═════ SUPPLIED DATA

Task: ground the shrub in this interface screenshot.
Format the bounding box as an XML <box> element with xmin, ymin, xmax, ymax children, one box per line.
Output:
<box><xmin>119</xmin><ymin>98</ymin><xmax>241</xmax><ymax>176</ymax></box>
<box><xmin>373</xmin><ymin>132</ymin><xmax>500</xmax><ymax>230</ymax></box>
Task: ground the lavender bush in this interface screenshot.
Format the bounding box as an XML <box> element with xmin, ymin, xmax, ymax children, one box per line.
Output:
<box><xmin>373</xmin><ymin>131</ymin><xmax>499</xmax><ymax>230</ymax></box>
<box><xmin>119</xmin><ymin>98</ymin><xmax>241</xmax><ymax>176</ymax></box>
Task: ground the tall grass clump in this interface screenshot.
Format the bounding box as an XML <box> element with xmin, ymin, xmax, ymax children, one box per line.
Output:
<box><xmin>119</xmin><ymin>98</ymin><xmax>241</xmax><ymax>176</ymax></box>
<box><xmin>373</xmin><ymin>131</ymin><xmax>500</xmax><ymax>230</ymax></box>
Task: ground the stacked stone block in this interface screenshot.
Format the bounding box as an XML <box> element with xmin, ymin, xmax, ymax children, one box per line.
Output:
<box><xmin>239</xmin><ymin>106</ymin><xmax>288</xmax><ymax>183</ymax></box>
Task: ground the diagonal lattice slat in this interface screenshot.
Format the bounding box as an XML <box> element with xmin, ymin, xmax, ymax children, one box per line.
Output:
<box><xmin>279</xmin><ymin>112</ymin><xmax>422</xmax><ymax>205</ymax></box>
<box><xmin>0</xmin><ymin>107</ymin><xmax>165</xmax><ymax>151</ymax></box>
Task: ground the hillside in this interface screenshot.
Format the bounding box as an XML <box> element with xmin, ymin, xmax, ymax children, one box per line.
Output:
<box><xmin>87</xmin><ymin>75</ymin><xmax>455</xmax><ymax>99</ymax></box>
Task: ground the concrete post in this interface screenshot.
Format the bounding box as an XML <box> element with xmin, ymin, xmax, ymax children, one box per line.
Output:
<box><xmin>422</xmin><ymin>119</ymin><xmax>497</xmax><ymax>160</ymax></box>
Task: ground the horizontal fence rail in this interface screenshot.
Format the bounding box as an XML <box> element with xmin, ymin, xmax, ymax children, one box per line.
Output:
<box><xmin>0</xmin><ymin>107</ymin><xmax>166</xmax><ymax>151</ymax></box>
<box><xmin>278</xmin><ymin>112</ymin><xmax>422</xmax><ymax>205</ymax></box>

══════════

• _YOUR ASSIGNMENT_: The full set of entries must be restated exactly, with none omitted.

• _TASK RESPONSE_:
Task: ground the shrub in this interface screenshot.
Format the bounding box as an XML <box> element with xmin, ymin, xmax, ymax children, one box per line.
Output:
<box><xmin>119</xmin><ymin>98</ymin><xmax>241</xmax><ymax>176</ymax></box>
<box><xmin>373</xmin><ymin>132</ymin><xmax>500</xmax><ymax>230</ymax></box>
Task: ground the lavender bush in this interface screenshot.
Format the bounding box as an XML <box> element with xmin, ymin, xmax, ymax children, one box per line.
Output:
<box><xmin>373</xmin><ymin>131</ymin><xmax>499</xmax><ymax>230</ymax></box>
<box><xmin>119</xmin><ymin>98</ymin><xmax>241</xmax><ymax>176</ymax></box>
Task: ground the tall grass clump in this interface screenshot.
Format the bounding box as an XML <box> element with xmin, ymin, xmax, ymax children, one box per line.
Output:
<box><xmin>119</xmin><ymin>98</ymin><xmax>241</xmax><ymax>176</ymax></box>
<box><xmin>373</xmin><ymin>131</ymin><xmax>500</xmax><ymax>230</ymax></box>
Task: ground the stacked stone block in this interface screenshot.
Format the bounding box as an XML <box> element with xmin, ymin, xmax, ymax children, one box per line.
Output:
<box><xmin>239</xmin><ymin>106</ymin><xmax>288</xmax><ymax>183</ymax></box>
Task: ground the diagonal lattice slat in this interface screenshot.
Format the bounding box as an XML <box> element with xmin, ymin, xmax, ymax children, one box per line.
Output:
<box><xmin>279</xmin><ymin>112</ymin><xmax>422</xmax><ymax>205</ymax></box>
<box><xmin>0</xmin><ymin>107</ymin><xmax>165</xmax><ymax>151</ymax></box>
Task: ground the hillside in this interface screenshot.
Format the bounding box as an XML <box> element with xmin, ymin, xmax, ymax children, one box per line.
Output:
<box><xmin>87</xmin><ymin>75</ymin><xmax>455</xmax><ymax>99</ymax></box>
Task: ground the concrete post in this interface screenshot.
Format the bounding box as an XML <box> element with xmin, ymin, xmax, ymax children, one box per line.
Output:
<box><xmin>422</xmin><ymin>119</ymin><xmax>497</xmax><ymax>160</ymax></box>
Task: ground the horizontal fence rail in this interface screenshot.
Format the bounding box as an XML <box> element with xmin, ymin, xmax, ymax children, one box per line.
Output:
<box><xmin>0</xmin><ymin>107</ymin><xmax>166</xmax><ymax>151</ymax></box>
<box><xmin>278</xmin><ymin>112</ymin><xmax>422</xmax><ymax>205</ymax></box>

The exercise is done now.